◆ Requirements: Put the data from the line containing "the green vegetation" through the line containing "Query: green vegetation" into a Markdown table with the columns No. and Text, numbering each line and leaving out blank lines.

== Input rows

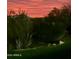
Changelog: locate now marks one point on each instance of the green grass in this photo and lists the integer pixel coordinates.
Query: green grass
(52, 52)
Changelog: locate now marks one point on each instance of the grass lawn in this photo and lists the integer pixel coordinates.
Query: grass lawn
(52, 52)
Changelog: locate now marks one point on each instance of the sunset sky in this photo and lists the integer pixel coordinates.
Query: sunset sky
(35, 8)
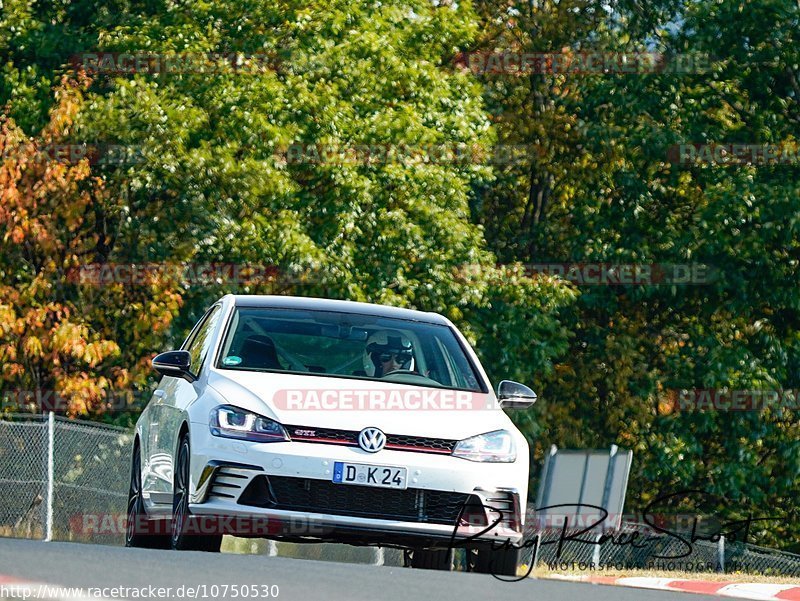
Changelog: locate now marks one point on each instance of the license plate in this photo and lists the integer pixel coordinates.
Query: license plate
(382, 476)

====
== Input rows

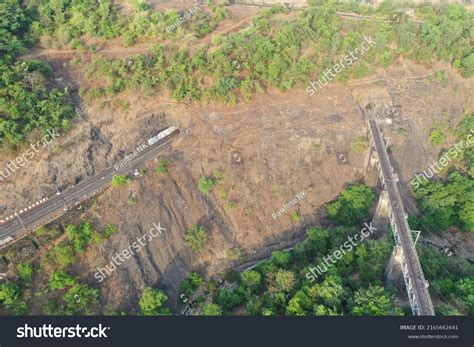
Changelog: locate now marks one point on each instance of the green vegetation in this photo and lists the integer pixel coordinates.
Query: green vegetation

====

◆ Task solution:
| No. | Text |
|---|---|
| 1 | Changelog: locate now marks one point on each instance of the green vegetation in this photo and lists the integer pixel coordinates. |
| 2 | Query: green vegetation |